Path: blob/main/notebooks/ch-applications/facial-expression-recognition.ipynb
3855 views
Quantum Facial Expression Recognition
Facial Expression Recognition (FER) is an extremely relevant task associated with human-computer interaction, with applications in predictive environments, content analysis, support for healthcare, behavioural description and many more. FER is a classification problem consisting in associating a face image with a category of expressions indicating anger, fear, surprise, sadness, happiness and so on. This is a challenging problem when solved via computer models, due to the heterogeneity of human faces and the variety of poses and background. The conventional approach to FER is based on three major steps: image preprocessing, feature extraction, and expression classification. We describe here how a supervised classifier for expressions can be implemented on a quantum computer. The first preliminary step of image pre-processing is a classical task producing the items in the dataset, while the feature extraction phase is a mapping of such pre-processed images into graphs. The classification step is the quantum part of our implementation, where the features are mapped into the amplitudes of the quantum state forming the input to the quantum circuit representing the image classifier.
Facial recognition and analysis are powerful tools, and come with ethical concerns, particularly surrounding bias, privacy, and consent. With this in mind, and considering the unproven speedup of quantum facial expression recognition, we have deemed this research low-risk. However, any future research—especially applications that may touch upon issues of privacy and consent—will need similar assessment. We must make sure to consider the potential positive and negative impacts of our software, while also being responsible to train software with varied datasets and avoid introducing human bias that has discriminatory impacts.

→ Rows

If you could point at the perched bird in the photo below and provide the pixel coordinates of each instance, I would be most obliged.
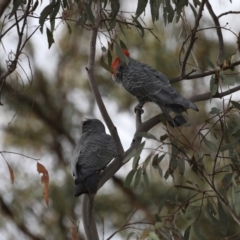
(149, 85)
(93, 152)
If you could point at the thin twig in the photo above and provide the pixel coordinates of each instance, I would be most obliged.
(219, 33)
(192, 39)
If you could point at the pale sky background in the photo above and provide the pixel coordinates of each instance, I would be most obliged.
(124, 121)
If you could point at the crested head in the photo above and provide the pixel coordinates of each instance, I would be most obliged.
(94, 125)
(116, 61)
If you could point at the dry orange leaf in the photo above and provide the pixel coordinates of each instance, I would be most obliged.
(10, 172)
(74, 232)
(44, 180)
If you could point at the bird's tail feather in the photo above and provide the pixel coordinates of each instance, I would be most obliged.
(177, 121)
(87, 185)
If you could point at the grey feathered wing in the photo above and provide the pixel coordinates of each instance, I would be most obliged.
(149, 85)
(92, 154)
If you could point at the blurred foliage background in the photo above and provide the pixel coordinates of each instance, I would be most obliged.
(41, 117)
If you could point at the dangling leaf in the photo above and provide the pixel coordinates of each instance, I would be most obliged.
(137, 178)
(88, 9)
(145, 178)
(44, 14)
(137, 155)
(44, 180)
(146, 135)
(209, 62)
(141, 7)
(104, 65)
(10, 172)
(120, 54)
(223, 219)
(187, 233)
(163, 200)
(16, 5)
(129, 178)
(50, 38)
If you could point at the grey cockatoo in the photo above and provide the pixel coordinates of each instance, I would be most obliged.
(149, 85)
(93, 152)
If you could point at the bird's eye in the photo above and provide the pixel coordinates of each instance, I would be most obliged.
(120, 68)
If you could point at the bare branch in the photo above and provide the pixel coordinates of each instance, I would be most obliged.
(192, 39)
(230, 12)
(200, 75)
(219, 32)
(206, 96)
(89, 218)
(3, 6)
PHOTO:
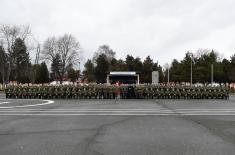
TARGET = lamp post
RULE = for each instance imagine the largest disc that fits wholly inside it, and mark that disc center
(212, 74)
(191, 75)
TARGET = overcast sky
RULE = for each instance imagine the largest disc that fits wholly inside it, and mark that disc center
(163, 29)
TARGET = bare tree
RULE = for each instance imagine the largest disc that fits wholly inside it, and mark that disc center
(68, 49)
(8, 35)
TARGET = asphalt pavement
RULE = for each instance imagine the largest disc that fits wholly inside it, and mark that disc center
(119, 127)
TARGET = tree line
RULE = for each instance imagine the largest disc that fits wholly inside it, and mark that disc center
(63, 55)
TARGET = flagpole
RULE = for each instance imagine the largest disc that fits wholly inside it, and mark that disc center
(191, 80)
---
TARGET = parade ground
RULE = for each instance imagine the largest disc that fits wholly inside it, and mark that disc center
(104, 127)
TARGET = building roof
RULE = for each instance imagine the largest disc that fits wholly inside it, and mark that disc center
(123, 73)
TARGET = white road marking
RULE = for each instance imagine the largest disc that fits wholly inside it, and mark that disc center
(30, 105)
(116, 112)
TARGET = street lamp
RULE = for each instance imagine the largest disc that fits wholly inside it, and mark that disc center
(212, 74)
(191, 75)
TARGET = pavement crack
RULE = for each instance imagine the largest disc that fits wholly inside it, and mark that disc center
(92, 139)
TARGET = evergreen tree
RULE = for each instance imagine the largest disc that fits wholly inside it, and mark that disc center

→ Requirements
A) Answer these about the quantum facial expression recognition text:
(i) What are the three major steps of the conventional approach to FER?
(ii) In the feature extraction phase, what are the pre-processed images mapped into?
(iii) Which three ethical concerns are named in connection with facial recognition and analysis?
B) Carry on the quantum facial expression recognition text from the point where it stops.
The records have nothing to do with what comes next.

→ Results for each task
A)
(i) Image preprocessing, feature extraction, and expression classification.
(ii) Graphs.
(iii) Bias, privacy, and consent.

B)
In our approach we take a subset of a dataset of pictures (for our experiments we have considered the FFHQ dataset [2]) and label the items in this subset. Then we encode the labelled instances and an unlabelled test instance into quantum states; these are then used as input to a quantum circuit in order to infer the test label. The circuit operates in a way that is similar to the nearest centroid technique [5] of classical machine learning, since the inferred label corresponds to the label of the closest item in terms of the Euclidean distance on a representation of the graphs [3]. The quantum classifier we describe below extends the work in [4]. As we will show later, the output obtained via the final measurement of this circuit can be seen as the minimization of a specific cost function expressing the distance of the unlabelled test from each class of labels, respectively. Thus, by interpreting the distance measure as a kernel, this model can be seen as a kernelized binary classifier.
The complexity (in terms of number of operations or gates) of the procedure we use to calculate the distance is linear in the number of qubits, while in general a classical procedure would use a number of instructions, which is linear in the number of features.
Import the dependencies
The task
We have to design a program that given image containing either an HAPPY (human) face or a SAD face, provides the correct emotion associated with such image.
The task can be divided in the following phases:
image preprocessing: we perform the facial landmark detection [1], a process that extracts the positions of 68 landmark points (you can see these points on the picture below, on an abstract face). The output of this process is the set of coordinates of deformed points.

feature extraction: we extract a list of features from this cloud of points. The feature will be the distances between any two couple of points.
classification: we categorize the feature array associated with our image as HAPPY or SAD.
The dataset and the image preprocessing
In order to complete this tutorial we need a set of pictures of faces. You can use your own photos, or you can use the ones attached in datasets/FFHQ folder. The folder contains photos from the FFHQ dataset [2], freely downloadable here.
Each picture is under Creative Commons BY 2.0, Creative Commons BY-NC 2.0, Public Domain Mark 1.0, Public Domain CC0 1.0, or U.S. Government Works license. All of these licenses allow free use, redistribution, and adaptation for non-commercial purposes.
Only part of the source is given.